(Records from a dataset)
===

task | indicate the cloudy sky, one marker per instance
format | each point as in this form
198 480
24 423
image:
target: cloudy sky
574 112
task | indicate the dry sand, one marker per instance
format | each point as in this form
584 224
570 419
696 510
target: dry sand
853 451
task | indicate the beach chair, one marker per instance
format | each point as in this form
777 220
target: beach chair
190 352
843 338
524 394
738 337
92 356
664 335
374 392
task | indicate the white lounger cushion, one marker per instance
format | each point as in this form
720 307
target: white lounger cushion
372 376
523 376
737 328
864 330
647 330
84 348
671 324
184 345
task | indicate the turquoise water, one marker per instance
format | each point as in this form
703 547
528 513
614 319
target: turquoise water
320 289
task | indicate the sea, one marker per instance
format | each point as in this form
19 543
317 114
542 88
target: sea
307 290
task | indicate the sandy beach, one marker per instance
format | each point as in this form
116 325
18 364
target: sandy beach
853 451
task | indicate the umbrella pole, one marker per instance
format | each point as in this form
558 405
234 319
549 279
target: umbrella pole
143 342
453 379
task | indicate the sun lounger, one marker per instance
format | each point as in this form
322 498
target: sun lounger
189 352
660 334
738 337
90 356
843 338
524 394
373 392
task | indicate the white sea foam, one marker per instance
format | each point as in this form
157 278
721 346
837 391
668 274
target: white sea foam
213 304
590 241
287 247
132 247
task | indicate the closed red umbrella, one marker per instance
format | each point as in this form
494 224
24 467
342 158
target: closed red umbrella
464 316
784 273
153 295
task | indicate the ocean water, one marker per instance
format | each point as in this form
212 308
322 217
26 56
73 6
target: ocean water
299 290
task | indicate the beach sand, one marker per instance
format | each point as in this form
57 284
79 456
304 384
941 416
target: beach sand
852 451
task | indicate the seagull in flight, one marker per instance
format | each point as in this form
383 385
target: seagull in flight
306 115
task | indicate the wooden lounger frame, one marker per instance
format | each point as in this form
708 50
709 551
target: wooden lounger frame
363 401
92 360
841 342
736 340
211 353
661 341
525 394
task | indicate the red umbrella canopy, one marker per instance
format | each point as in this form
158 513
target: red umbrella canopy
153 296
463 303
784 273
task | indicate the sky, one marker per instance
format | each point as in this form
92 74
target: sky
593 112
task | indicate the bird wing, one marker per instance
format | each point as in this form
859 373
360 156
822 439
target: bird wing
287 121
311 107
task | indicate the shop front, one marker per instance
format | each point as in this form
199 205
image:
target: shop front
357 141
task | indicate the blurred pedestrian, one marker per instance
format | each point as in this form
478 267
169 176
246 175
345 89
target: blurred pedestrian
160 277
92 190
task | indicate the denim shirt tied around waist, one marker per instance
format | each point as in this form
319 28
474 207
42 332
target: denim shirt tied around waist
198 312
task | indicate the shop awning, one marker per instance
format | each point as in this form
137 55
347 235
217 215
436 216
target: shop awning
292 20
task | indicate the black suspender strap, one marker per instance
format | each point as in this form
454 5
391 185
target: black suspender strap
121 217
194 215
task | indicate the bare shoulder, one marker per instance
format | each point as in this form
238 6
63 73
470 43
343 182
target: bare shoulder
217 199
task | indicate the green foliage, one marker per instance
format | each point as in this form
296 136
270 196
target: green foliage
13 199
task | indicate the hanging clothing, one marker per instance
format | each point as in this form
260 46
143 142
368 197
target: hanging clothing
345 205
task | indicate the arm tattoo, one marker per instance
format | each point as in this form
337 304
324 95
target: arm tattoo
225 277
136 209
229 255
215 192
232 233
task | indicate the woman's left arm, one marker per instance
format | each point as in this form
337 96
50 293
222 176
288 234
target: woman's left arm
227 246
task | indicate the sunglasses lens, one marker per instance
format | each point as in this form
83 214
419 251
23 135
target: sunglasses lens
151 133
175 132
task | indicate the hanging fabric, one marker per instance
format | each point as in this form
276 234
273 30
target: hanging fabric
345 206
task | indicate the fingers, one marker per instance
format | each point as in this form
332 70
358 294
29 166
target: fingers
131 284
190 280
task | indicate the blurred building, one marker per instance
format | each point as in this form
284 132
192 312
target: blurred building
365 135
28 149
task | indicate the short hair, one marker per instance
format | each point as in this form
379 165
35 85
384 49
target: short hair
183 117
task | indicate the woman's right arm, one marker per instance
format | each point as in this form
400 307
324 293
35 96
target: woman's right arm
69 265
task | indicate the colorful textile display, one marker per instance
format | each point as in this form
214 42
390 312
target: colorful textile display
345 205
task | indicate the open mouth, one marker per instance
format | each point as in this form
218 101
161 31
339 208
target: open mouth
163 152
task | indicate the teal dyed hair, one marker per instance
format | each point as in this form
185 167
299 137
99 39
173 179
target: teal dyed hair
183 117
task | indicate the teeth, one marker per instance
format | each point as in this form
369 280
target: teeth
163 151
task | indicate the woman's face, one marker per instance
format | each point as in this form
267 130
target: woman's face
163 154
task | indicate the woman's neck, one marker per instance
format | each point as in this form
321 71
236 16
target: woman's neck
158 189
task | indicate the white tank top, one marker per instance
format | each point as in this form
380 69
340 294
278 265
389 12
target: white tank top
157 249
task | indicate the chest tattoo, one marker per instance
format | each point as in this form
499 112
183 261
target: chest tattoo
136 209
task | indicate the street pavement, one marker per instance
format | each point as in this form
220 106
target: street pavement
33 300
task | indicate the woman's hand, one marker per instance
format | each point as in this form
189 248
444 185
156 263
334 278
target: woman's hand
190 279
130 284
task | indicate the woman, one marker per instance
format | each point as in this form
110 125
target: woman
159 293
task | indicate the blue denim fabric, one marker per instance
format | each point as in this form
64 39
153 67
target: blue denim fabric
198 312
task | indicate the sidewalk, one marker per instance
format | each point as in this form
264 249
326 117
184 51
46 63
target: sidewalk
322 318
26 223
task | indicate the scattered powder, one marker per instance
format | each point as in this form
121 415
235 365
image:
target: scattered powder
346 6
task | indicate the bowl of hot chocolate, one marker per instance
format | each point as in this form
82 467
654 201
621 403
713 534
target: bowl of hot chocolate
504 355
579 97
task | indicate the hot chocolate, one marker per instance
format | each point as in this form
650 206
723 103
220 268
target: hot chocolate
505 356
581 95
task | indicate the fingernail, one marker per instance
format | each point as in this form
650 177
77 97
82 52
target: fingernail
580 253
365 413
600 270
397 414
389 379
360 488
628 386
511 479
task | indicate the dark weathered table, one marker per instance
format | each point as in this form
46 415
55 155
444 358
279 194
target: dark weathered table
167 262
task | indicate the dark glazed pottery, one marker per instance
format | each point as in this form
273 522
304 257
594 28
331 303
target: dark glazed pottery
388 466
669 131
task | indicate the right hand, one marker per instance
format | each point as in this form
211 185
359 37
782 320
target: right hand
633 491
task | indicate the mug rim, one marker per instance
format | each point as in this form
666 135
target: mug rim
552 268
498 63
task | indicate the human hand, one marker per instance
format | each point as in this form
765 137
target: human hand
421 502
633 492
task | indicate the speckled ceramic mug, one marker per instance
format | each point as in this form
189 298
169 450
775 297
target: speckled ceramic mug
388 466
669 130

===

● **WHAT IS BEING ASKED**: Write out the whole listing again. Match it word for word.

● **ANSWER**:
task | indicate the cloudy sky, one marker per instance
format | each point as in this form
198 480
24 423
image:
target: cloudy sky
574 112
task | indicate the dry sand, one marker per instance
format | each point as in this form
584 224
570 419
696 510
target: dry sand
853 451
task | indicate the beach chair, one marker per instance
format | each point as in this form
777 220
target: beach chair
190 352
843 338
524 394
738 337
92 356
664 335
374 392
task | indicate the white lounger cushion, one marker per instance
format | each point as in this form
720 307
target: white lounger cushion
372 376
523 376
737 328
864 330
647 330
84 348
671 324
184 345
task | indicate the turquoise water, one marker per instance
format | each point as in this form
703 547
528 513
614 319
target: turquoise water
320 289
task | indicate the sea, one marker per instance
format | each point as in this form
19 543
317 114
542 88
target: sea
307 290
task | indicate the sandy beach, one marker per instance
format | each point as in this form
116 325
18 364
target: sandy beach
853 451
task | indicate the umbrella pole, one marker per instance
format | each point as in this form
558 405
234 319
549 279
target: umbrella pole
143 342
453 379
task | indicate the sun lounger, one marker per instance
format | each point as in this form
322 498
target: sun lounger
189 352
660 334
738 337
90 356
843 338
524 394
373 392
task | indicate the white sea foam, one marker per instance
format | each point as in this form
157 278
721 346
837 391
668 274
target: white sea foam
213 304
590 241
287 247
132 247
task | indicate the closed red umbrella, one marker per instance
format | each point as in this form
494 224
24 467
342 158
target: closed red umbrella
464 316
784 273
153 295
task | indicate the ocean water, one marker per instance
format | each point as in this form
212 308
322 217
26 56
73 6
target: ocean water
299 290
task | indicate the beach sand, one marker per instance
format | each point as in this form
57 284
79 456
304 384
941 416
target: beach sand
852 451
task | indicate the seagull in flight, one marker per instance
format | each point as in this form
383 385
target: seagull in flight
306 115
task | indicate the wooden lounger frame, one marker per instance
format | each point as in this form
708 50
709 551
target: wooden lounger frame
363 401
92 360
841 342
736 340
211 353
661 341
525 394
task | indicate the red umbrella canopy, one marker per instance
format | each point as in this form
158 513
target: red umbrella canopy
153 296
463 303
784 273
task | indicate the sky, one marker per instance
format | each point as in this form
92 74
target: sky
593 112
task | indicate the bird wing, one marker per instance
format | each point as in this form
859 373
360 156
822 439
target: bird wing
287 121
311 107
task | indicate the shop front, one marker per instance
format | each point as in this form
199 205
image:
target: shop front
357 141
task | indicate the blurred pedestrian, one marker per instance
format | each point as in this form
478 267
169 176
246 175
345 89
target: blurred pedestrian
160 277
92 190
task | indicate the denim shirt tied around waist, one marker per instance
format | each point as in this form
319 28
474 207
42 332
target: denim shirt tied around waist
198 312
task | indicate the shop awning, one marker per instance
format | each point as in this form
137 55
347 235
217 215
436 216
target: shop awning
292 20
task | indicate the black suspender strap, one marker per instance
format | each point as in this form
454 5
391 185
target: black suspender strap
121 217
194 215
task | indicate the bare shoulder, one marker per instance
format | each point as in this form
238 6
63 73
470 43
343 182
target: bare shoulder
217 199
task | indicate the green foliage, one marker per instance
format | each point as in this form
296 136
270 196
target: green foliage
13 199
task | indicate the hanging clothing, one marker per instance
format | each point as in this form
260 46
143 142
368 197
target: hanging clothing
345 205
task | indicate the arm tattoo, one marker per instance
format | each point as in this form
337 304
324 95
target: arm tattoo
225 277
136 209
229 255
215 192
232 233
task | indicate the woman's left arm, one marker per instance
format | each point as in this form
337 96
50 293
222 176
288 234
target: woman's left arm
227 246
task | indicate the sunglasses lens, one marker per instance
format | each point as in this form
83 214
419 251
23 135
target: sunglasses lens
151 133
175 132
task | indicate the hanging fabric, one marker per instance
format | each point as in this form
276 234
273 30
target: hanging fabric
345 206
task | indicate the fingers, one marker per instance
format | each point as in this form
332 70
358 294
29 166
target: fingers
131 284
190 280
task | indicate the blurred building, one marker per instance
format | each point as in this form
284 132
192 312
target: blurred building
365 135
28 149
task | indicate the short hair, one marker per instance
format | each point as in this form
379 165
35 85
384 49
target: short hair
183 117
task | indicate the woman's right arm, one marker per instance
format | each point as in this form
400 307
324 293
35 96
target: woman's right arm
69 265
task | indicate the colorful textile display, one marker per instance
format | each point as in this form
214 42
390 312
target: colorful textile display
345 205
task | indicate the open mouth, one marker per instance
format | each point as in this form
218 101
161 31
339 208
target: open mouth
163 152
task | indicate the teal dyed hair, one marker per instance
format | each point as in this form
185 167
299 137
99 39
173 179
target: teal dyed hair
183 117
task | indicate the teeth, one marker per instance
format | each point as in this form
369 280
target: teeth
163 151
task | indicate the woman's face, one marker per instance
format | each point as in this form
267 130
target: woman's face
163 154
task | indicate the woman's neck, one marker per instance
format | each point as in this form
321 71
236 16
target: woman's neck
158 189
task | indicate the white tank top, one marker per instance
format | each point as in this form
380 69
340 294
278 265
389 12
target: white tank top
157 249
task | indicate the chest tattoo, one marker per instance
format | each point as in this form
499 112
183 261
target: chest tattoo
136 209
task | indicate the street pavement, one marker per instance
format | each point as in this form
220 106
target: street pavement
33 300
task | indicate the woman's hand, one marker per instance
format | each point as in this form
189 248
444 185
156 263
334 278
target: woman's hand
190 279
130 284
task | indicate the woman, one marker per instance
format | each point as in this form
110 125
target: woman
159 293
task | indicate the blue denim fabric, one marker per instance
format | each point as in this form
64 39
153 67
target: blue denim fabric
198 312
task | indicate the sidewalk, one marker per instance
format | each point as in this form
264 249
326 117
184 51
46 63
target: sidewalk
322 318
26 223
task | indicate the scattered powder, one marker per instance
format | each point as in this form
121 415
235 365
image:
target: scattered powder
346 6
task | indicate the bowl of hot chocolate, one marker per instance
format | each point as in this form
82 467
654 201
621 403
713 534
target: bowl of hot chocolate
504 355
579 97
task | indicate the hot chocolate, one marker per instance
format | each point as in this form
650 206
723 103
220 268
target: hot chocolate
505 356
581 95
task | indicate the fingernail, one marker per instance
format | each point as in this form
650 177
77 97
82 52
target: fingernail
580 253
365 413
600 270
397 414
389 379
360 488
628 386
511 479
task | indicate the dark weathered table, one marker per instance
format | each point as in this form
46 415
55 155
444 358
279 194
target: dark weathered table
167 262
task | indicate the dark glazed pottery, one marker per instance
format | each point as in this form
273 522
304 257
594 28
331 303
target: dark glazed pottery
388 466
669 131
task | indicate the right hand, one marker per instance
format | each point as in this form
211 185
359 37
782 320
target: right hand
633 491
task | indicate the mug rim, one marker per instance
format | each point as in this form
666 135
target: mug rim
552 268
498 63
task | indicate the human hand, one marker per instance
format | each point as in this form
765 137
target: human hand
421 502
633 492
task | indicate the speckled ceramic mug, one marker per instance
format | each point as in this form
189 298
169 450
775 297
target: speckled ceramic mug
388 466
669 130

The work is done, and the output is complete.